- Data to use
• • •

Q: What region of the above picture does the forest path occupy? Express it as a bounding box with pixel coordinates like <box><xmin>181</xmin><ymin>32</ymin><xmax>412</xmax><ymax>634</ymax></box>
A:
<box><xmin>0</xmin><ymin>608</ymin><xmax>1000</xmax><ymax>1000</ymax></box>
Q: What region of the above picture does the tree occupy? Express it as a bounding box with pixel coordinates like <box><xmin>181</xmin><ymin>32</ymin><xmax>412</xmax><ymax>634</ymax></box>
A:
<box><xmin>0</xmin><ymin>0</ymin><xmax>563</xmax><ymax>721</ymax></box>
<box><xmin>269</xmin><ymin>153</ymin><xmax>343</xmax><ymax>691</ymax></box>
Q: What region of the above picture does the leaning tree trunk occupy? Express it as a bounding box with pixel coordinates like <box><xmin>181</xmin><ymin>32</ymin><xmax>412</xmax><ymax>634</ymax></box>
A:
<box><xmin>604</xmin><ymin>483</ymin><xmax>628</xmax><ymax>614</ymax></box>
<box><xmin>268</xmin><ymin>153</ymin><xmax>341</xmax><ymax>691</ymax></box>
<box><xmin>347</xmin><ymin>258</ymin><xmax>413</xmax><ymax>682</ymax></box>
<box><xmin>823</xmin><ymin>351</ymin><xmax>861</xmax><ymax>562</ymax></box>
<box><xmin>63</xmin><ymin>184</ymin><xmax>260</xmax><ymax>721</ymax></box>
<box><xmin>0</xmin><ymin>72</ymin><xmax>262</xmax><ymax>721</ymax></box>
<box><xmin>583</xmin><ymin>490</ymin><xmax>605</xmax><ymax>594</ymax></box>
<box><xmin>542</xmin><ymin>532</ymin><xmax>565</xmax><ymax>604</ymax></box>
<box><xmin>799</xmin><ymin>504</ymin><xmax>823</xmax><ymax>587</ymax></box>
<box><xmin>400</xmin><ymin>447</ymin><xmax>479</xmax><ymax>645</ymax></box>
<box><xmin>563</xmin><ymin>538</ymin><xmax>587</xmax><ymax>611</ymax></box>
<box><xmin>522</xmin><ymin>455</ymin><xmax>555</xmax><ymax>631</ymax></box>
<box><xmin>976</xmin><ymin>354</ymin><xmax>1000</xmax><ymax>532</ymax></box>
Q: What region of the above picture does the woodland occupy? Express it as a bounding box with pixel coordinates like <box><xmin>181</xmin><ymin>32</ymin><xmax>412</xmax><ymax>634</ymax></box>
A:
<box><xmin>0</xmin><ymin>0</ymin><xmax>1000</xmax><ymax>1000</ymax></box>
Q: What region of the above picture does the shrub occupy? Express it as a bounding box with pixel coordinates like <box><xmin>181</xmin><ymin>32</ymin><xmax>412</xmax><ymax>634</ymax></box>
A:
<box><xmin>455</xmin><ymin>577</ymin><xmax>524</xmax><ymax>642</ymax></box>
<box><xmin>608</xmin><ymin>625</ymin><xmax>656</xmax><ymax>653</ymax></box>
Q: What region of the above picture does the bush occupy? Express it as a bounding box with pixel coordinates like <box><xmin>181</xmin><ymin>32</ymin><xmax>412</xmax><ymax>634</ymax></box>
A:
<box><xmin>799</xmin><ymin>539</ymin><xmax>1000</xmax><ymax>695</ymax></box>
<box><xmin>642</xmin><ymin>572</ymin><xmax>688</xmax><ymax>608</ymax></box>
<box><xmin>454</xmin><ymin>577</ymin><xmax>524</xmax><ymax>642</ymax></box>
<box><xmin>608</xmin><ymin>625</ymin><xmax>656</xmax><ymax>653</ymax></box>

• • •

- Given instruction
Copy word for word every line from the one containing "Q: What region of the above picture does the woodland" through the final line of the data, including both.

- Finished task
Q: What region of the above picture does the woodland occupy? Express it as a bounding box with pixel coordinates like <box><xmin>181</xmin><ymin>32</ymin><xmax>412</xmax><ymax>634</ymax></box>
A:
<box><xmin>0</xmin><ymin>0</ymin><xmax>1000</xmax><ymax>1000</ymax></box>
Q: What region of the above picture does the shrub occupy? Express it as a bounding box with pixel coordinates like <box><xmin>181</xmin><ymin>32</ymin><xmax>412</xmax><ymax>634</ymax></box>
A:
<box><xmin>455</xmin><ymin>577</ymin><xmax>524</xmax><ymax>642</ymax></box>
<box><xmin>608</xmin><ymin>625</ymin><xmax>656</xmax><ymax>653</ymax></box>
Q: What region of the above picture does the bush occupy? Express it as a bounding box with pixel coordinates like <box><xmin>181</xmin><ymin>32</ymin><xmax>412</xmax><ymax>634</ymax></box>
A:
<box><xmin>799</xmin><ymin>539</ymin><xmax>1000</xmax><ymax>695</ymax></box>
<box><xmin>642</xmin><ymin>572</ymin><xmax>688</xmax><ymax>608</ymax></box>
<box><xmin>454</xmin><ymin>577</ymin><xmax>524</xmax><ymax>642</ymax></box>
<box><xmin>608</xmin><ymin>625</ymin><xmax>656</xmax><ymax>653</ymax></box>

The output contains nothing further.